**EXERCISE**. Search each line below for the word "branch" and list those that contain it.

**DATASET EXCERPTS**.
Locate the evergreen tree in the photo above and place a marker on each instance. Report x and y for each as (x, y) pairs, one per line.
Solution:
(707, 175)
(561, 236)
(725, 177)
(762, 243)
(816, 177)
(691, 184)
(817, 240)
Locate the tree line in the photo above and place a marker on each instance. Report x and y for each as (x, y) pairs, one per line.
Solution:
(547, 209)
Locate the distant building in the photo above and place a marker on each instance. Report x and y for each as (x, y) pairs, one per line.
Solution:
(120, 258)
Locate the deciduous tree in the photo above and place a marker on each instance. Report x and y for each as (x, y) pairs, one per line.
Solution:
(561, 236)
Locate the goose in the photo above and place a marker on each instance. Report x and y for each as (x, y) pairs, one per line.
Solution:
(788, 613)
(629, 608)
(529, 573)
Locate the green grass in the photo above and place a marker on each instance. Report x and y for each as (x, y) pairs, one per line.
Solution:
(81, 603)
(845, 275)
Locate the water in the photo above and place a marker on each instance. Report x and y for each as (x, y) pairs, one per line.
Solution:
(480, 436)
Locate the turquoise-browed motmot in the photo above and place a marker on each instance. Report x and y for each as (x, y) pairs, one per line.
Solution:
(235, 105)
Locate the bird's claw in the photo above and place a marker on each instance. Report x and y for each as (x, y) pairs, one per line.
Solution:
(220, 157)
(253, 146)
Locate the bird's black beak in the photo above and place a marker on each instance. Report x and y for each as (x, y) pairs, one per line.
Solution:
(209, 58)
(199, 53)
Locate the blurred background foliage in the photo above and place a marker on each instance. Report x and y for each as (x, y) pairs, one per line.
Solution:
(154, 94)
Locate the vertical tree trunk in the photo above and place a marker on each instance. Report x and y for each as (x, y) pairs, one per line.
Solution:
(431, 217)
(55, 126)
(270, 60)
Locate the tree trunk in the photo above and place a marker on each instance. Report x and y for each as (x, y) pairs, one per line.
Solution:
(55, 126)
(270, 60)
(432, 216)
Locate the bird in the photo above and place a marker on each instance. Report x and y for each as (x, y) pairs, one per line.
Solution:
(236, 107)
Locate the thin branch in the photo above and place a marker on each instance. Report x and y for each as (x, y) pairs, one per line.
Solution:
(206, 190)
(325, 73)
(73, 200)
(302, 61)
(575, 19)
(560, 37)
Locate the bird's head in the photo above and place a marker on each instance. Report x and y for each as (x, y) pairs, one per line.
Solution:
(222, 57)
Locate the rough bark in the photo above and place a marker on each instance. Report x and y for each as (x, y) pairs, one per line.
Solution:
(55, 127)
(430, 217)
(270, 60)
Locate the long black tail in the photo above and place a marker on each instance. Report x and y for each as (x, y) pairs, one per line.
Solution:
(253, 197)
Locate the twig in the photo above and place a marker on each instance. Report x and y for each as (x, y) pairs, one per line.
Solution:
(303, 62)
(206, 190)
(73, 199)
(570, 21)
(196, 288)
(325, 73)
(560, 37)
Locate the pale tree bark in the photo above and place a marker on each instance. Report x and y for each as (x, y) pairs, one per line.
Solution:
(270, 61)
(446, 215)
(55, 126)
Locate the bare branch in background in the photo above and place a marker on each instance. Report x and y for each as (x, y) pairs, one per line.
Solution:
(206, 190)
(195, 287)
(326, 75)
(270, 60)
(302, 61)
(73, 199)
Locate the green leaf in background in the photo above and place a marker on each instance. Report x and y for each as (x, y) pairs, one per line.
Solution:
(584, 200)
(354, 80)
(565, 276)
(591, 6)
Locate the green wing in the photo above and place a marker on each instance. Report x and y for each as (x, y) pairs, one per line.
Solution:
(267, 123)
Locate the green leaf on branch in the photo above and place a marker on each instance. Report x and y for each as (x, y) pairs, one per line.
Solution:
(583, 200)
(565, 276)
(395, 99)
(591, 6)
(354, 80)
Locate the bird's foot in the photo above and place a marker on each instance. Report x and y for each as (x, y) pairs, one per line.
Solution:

**TASK ANSWER**.
Locate the thin branch in the photo above and place a marker on each instance. Report x and y for each as (x, y) pairs, one per line.
Locate the bare branch in background in the photo above and place a marker on each instance. Report x and y for each as (x, y) pairs, one per line.
Locate the green leaf on branch in the photo above and place a marker on each instance. Report x and y for each as (x, y) pairs, one per line.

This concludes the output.